- **TASK INSTRUCTIONS**: Count how many lines in the entries below contain the word "throw", and give only that number.

- **DATA ROWS**:
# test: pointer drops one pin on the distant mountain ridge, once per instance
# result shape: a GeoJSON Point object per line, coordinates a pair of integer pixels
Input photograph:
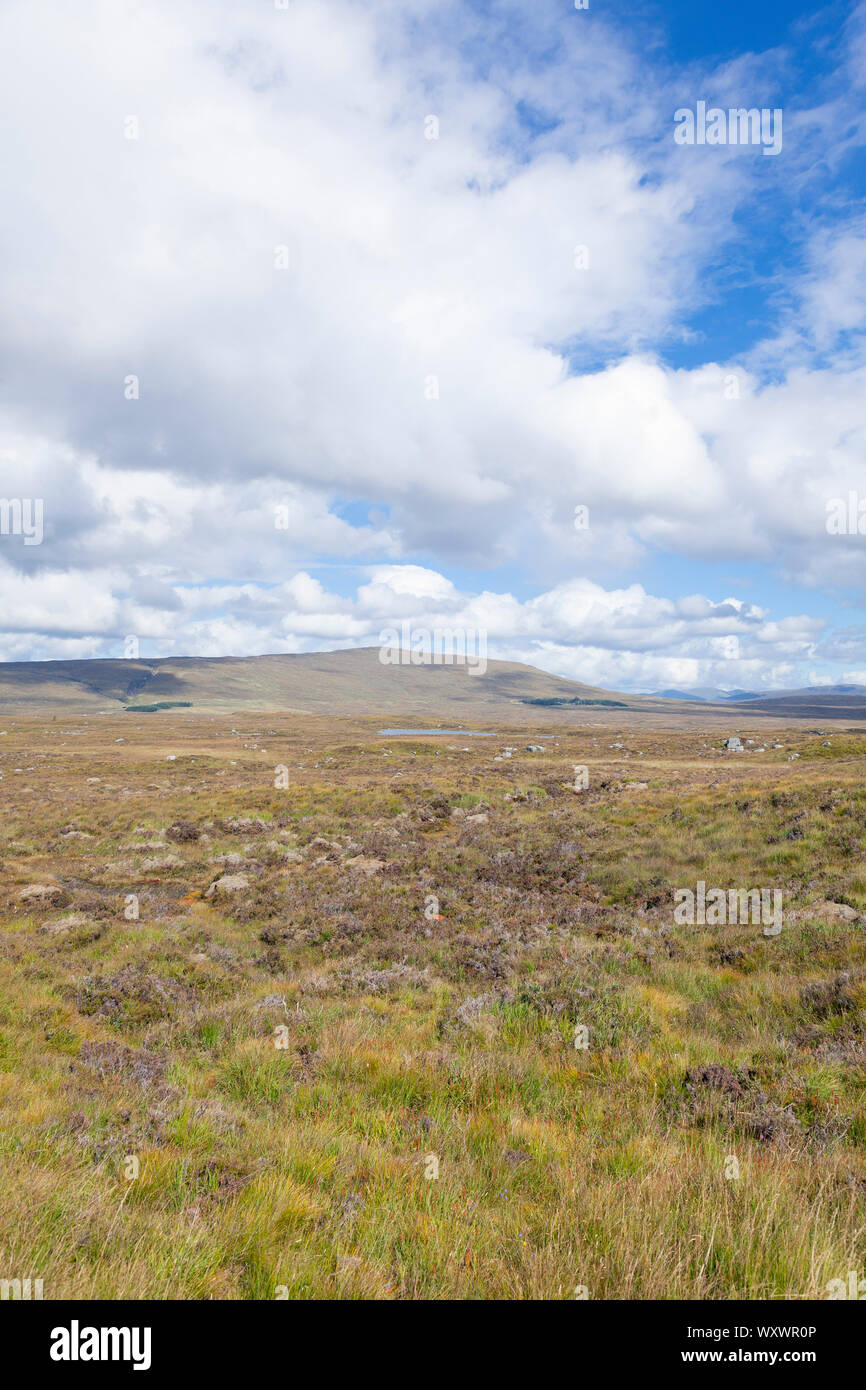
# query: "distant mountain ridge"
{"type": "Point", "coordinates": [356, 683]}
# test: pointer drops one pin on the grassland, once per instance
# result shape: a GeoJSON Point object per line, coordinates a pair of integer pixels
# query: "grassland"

...

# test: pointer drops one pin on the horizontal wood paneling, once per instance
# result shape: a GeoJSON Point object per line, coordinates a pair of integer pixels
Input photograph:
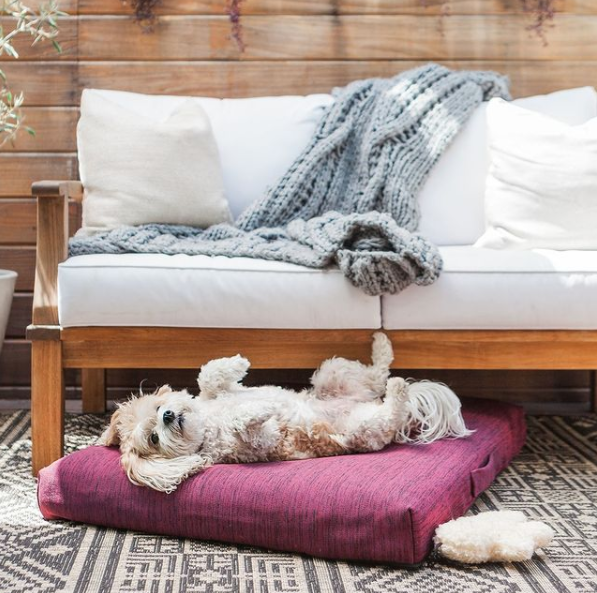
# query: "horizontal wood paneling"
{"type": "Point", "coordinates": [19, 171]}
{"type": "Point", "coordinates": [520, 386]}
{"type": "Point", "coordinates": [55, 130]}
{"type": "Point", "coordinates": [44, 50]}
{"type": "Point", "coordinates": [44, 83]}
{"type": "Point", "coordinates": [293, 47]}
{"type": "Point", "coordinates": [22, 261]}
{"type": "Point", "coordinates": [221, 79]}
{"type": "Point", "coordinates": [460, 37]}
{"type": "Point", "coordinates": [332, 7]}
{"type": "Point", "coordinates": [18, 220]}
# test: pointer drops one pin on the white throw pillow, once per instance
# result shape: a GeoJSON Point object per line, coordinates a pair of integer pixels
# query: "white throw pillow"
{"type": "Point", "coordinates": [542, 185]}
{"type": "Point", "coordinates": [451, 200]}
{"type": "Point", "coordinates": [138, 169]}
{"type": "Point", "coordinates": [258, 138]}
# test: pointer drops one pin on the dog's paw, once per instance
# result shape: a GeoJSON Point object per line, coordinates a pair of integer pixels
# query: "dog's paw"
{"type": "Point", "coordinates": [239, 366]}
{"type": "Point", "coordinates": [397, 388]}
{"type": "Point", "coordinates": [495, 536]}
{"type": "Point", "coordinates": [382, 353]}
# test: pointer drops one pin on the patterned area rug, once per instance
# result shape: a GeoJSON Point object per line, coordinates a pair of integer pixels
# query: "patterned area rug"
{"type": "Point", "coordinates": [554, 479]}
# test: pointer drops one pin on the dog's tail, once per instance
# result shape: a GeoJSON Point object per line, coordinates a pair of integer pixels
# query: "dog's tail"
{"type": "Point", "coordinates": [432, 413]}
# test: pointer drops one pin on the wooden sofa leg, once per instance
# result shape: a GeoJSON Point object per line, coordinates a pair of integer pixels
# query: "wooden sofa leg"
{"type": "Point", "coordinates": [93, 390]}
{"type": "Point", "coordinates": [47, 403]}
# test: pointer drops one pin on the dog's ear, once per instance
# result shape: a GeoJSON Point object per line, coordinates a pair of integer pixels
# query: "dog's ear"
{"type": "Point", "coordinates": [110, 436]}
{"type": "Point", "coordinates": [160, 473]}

...

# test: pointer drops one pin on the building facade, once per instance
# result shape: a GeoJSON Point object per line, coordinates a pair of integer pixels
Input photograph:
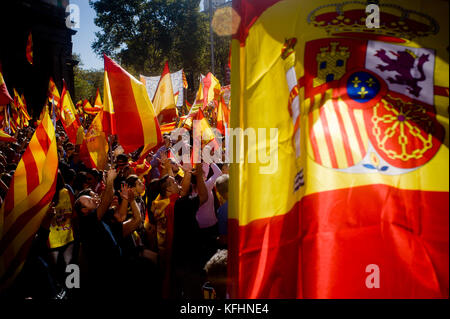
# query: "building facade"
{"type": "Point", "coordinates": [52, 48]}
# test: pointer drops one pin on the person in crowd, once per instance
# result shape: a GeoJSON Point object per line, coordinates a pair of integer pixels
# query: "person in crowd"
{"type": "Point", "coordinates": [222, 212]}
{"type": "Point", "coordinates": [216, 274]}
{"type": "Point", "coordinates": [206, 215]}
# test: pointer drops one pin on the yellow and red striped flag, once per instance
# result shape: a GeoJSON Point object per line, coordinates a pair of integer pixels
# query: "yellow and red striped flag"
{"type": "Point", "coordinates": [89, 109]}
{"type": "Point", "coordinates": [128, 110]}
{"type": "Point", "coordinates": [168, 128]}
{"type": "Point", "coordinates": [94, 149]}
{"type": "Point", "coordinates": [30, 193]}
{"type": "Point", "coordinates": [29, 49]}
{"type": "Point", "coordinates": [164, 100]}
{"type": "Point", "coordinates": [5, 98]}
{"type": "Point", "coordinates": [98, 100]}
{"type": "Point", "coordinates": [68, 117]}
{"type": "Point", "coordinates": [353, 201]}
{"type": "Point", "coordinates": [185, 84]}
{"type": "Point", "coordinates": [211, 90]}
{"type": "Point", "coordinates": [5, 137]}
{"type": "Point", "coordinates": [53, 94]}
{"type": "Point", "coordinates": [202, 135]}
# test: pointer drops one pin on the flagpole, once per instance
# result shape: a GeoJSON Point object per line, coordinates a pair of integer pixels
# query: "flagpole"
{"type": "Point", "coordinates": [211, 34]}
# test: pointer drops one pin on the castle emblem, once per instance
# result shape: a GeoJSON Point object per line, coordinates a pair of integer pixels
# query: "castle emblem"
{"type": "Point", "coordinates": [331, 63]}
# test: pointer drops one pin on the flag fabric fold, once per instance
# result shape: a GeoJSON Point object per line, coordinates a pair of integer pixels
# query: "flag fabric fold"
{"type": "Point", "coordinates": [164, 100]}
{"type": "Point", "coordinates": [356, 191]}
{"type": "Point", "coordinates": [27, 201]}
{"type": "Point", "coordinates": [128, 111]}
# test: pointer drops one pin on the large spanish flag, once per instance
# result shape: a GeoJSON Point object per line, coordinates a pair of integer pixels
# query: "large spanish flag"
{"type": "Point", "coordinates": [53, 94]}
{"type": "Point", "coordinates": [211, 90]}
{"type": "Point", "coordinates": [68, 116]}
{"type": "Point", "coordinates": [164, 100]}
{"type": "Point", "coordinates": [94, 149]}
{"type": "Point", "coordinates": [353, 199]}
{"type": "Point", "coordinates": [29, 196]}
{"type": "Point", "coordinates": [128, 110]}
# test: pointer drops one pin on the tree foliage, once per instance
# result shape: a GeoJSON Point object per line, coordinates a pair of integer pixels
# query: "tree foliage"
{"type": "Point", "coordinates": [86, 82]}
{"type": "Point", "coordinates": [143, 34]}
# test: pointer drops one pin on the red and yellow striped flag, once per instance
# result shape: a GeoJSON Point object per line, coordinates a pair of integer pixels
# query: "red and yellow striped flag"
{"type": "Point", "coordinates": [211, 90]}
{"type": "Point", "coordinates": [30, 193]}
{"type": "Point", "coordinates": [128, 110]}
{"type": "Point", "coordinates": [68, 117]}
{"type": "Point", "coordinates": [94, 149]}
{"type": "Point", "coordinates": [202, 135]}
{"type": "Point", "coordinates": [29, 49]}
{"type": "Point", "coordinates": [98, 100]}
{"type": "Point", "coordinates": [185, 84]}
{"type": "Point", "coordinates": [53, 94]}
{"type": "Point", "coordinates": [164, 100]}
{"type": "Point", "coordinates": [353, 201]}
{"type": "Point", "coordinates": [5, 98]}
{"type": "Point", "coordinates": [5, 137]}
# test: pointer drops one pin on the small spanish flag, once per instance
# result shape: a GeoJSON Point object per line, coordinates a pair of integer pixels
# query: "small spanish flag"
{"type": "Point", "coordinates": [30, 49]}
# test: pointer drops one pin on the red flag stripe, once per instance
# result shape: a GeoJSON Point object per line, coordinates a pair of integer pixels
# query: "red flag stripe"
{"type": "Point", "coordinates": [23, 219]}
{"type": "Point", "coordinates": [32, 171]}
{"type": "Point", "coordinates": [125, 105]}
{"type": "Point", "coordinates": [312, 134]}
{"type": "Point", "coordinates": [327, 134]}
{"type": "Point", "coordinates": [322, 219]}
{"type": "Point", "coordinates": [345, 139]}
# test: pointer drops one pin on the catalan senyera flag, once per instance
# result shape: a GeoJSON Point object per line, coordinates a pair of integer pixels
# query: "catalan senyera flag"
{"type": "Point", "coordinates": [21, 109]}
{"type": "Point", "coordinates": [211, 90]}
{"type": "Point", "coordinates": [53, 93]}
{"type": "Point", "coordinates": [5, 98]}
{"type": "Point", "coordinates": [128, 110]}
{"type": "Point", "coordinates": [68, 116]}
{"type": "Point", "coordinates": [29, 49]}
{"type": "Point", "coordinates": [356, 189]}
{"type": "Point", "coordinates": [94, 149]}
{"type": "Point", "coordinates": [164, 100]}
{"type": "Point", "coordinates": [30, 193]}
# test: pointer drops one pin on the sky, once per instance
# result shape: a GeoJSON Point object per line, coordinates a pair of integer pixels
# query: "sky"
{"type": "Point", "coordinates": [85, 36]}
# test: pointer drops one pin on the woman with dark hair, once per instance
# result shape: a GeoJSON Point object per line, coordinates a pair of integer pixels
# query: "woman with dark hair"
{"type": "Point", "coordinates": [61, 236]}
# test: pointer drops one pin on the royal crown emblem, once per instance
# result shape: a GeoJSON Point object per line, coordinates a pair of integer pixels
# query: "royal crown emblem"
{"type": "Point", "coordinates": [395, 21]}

- **OUTPUT OF THE TASK**: 2